## Objective
Reproduce the records below word for word, from the line that contains "the white banner" through the end of the records.

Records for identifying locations
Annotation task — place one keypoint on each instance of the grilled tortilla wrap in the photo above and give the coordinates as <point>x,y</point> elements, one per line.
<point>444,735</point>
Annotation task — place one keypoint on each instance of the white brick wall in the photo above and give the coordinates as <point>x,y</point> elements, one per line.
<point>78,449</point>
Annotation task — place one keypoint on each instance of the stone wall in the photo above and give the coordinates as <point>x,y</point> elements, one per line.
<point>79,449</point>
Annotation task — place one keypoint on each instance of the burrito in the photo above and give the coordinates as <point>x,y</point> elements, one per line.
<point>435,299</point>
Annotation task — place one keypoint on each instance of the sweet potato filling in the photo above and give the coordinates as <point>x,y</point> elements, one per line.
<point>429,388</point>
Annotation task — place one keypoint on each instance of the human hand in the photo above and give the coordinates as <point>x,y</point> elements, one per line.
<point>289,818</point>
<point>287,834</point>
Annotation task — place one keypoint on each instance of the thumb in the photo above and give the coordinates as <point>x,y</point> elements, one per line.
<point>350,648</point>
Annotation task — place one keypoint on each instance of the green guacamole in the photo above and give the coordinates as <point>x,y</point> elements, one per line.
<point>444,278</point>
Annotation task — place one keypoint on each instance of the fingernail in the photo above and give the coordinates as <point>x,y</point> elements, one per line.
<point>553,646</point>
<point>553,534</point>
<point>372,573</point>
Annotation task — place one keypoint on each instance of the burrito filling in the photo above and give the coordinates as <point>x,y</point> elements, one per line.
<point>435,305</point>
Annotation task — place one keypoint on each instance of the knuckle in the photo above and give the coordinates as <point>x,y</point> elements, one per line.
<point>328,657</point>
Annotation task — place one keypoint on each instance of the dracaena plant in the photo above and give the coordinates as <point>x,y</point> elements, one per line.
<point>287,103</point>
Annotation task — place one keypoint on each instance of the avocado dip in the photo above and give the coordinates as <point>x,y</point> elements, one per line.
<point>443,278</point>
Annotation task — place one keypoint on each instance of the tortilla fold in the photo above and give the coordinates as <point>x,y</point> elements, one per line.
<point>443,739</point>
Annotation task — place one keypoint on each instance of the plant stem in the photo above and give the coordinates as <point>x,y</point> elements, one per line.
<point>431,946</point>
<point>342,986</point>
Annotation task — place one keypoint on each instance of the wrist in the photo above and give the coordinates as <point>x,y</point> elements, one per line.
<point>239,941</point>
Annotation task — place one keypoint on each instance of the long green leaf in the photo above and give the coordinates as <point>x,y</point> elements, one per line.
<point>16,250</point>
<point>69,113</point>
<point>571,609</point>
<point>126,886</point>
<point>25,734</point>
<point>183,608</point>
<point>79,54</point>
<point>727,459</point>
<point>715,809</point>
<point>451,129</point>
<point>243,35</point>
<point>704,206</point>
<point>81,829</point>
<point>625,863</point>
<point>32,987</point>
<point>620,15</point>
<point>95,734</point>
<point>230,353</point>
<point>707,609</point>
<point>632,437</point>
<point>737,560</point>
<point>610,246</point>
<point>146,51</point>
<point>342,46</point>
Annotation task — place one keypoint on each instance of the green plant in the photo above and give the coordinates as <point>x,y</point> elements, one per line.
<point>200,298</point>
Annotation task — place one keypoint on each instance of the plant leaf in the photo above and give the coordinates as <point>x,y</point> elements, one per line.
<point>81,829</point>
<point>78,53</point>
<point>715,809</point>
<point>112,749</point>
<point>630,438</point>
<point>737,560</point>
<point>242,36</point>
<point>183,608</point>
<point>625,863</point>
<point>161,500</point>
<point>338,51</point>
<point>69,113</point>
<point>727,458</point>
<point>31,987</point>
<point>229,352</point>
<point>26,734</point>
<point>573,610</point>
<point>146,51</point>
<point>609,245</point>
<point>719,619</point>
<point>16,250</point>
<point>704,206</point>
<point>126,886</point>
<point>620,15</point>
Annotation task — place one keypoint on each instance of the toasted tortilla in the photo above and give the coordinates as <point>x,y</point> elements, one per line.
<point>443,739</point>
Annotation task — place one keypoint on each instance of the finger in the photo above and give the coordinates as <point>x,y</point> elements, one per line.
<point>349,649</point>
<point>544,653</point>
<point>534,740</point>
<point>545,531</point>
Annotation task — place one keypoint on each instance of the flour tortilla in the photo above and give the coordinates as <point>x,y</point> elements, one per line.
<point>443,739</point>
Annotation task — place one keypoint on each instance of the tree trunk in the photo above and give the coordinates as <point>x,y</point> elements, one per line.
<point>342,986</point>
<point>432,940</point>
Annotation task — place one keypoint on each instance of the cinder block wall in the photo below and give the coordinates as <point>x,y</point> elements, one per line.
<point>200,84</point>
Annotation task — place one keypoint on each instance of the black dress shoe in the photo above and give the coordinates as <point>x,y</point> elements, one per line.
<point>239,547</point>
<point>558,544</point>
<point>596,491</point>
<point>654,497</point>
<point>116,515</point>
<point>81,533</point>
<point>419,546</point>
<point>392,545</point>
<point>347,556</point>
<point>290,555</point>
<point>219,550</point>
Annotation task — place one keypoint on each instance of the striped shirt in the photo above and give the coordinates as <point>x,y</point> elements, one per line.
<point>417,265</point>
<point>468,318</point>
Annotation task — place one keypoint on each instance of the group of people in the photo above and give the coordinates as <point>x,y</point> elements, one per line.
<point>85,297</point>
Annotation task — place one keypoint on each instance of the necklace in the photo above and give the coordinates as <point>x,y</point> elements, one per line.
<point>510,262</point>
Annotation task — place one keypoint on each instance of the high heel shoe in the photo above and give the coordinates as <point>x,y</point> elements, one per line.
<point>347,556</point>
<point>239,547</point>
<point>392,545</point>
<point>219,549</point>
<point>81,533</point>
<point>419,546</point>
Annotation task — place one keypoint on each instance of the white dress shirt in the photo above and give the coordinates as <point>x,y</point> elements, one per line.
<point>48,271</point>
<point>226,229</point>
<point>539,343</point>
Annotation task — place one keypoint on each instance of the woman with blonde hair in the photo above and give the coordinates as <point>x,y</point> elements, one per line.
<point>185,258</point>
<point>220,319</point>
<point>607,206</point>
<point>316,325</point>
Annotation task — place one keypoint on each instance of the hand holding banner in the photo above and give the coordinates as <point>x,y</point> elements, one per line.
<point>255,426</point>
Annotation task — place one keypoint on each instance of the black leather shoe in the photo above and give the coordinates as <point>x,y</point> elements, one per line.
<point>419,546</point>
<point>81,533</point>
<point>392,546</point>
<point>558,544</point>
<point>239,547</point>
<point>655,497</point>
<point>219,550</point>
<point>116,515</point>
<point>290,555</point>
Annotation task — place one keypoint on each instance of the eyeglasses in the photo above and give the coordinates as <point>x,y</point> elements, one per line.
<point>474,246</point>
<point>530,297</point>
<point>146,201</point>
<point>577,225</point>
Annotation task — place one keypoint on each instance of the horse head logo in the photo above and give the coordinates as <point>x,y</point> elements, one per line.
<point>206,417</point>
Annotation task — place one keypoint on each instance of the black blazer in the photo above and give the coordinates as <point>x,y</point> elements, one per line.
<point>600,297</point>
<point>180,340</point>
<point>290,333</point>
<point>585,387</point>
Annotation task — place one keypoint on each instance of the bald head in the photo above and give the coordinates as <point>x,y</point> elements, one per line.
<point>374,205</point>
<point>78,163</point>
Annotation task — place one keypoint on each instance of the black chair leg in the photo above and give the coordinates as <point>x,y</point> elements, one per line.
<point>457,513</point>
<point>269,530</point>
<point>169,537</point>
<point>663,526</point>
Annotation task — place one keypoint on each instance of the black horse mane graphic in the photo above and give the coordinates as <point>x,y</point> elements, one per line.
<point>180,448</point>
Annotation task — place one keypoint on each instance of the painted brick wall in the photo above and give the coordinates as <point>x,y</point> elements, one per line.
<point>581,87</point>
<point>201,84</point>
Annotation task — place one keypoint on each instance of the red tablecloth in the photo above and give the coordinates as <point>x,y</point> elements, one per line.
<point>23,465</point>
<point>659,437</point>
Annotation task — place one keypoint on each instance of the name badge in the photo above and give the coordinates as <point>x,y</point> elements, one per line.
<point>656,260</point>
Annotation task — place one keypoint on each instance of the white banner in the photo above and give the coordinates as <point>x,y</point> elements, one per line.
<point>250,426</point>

## Reply
Annotation task — place one keypoint on each instance of the white banner in the photo above and give the coordinates as <point>x,y</point> elements, one per line.
<point>250,426</point>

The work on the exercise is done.